> _Provided records_
....

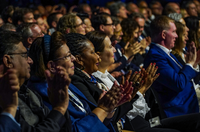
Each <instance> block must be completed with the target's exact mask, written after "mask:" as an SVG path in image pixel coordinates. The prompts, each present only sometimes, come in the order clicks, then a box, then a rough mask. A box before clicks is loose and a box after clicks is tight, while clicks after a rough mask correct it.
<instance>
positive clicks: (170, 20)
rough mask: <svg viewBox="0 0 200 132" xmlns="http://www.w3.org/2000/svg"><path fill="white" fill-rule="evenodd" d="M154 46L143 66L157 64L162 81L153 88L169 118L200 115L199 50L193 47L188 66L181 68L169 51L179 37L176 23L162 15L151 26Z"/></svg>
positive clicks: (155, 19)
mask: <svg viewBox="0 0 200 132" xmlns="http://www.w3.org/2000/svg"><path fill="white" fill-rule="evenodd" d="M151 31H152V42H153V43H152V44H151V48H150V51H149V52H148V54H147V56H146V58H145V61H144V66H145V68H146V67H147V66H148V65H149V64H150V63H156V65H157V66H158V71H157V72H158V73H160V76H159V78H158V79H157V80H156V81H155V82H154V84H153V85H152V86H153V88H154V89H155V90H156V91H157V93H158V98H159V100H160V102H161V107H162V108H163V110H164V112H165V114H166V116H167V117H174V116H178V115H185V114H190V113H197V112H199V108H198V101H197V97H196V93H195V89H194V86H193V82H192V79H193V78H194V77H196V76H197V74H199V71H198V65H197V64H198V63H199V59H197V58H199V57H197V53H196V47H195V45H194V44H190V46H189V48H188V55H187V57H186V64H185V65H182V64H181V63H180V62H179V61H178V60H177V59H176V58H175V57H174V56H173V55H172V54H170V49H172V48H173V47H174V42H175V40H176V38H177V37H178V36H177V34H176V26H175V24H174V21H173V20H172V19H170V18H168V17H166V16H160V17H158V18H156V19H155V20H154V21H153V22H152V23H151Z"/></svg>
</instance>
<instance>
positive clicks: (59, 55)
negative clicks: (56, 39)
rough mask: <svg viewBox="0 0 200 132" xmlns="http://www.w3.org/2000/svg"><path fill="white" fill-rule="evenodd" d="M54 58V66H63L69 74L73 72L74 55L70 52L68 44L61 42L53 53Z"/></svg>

....

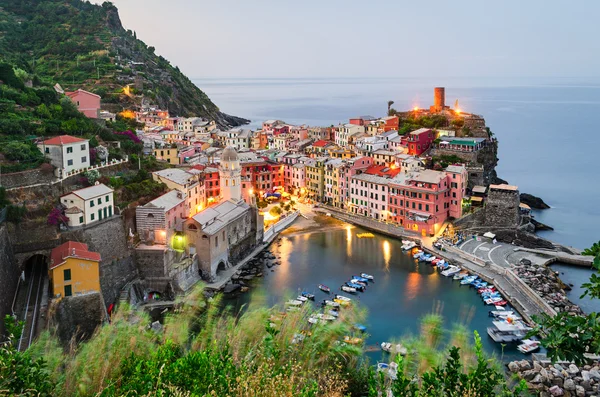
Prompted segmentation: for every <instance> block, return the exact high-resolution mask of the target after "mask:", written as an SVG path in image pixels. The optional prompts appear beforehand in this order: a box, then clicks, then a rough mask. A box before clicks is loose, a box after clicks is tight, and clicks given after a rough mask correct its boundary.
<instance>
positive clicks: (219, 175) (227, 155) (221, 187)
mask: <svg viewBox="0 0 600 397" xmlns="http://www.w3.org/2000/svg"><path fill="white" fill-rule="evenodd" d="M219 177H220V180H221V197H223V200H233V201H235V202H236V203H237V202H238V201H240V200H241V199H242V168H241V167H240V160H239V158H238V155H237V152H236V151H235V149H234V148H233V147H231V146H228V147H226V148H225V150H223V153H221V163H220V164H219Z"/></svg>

....

> _Your goal_
Please find each line in the entries above that contains the string "prompts", and copy those lines in full.

> _Solved exercise_
Each <instance> block must be completed with the target's exact mask, written after "mask:" as an SVG path in image pixel coordinates. The prompts, each present only sometimes, come in the order clicks, then a box, then a rough mask. A box before clicks is loose and a box after clicks is tight, while clicks after a rough mask correct it.
Prompted segmentation: for every <instance> block, return the exact high-resolution mask of the target after "mask:", written as an SVG path in image pixels. The optional prompts appear beforehand in this order: a box, then clicks, then a rough mask. A box before clicks is loose, a box after clicks is tight, and clicks given after a rough mask correct its boundary.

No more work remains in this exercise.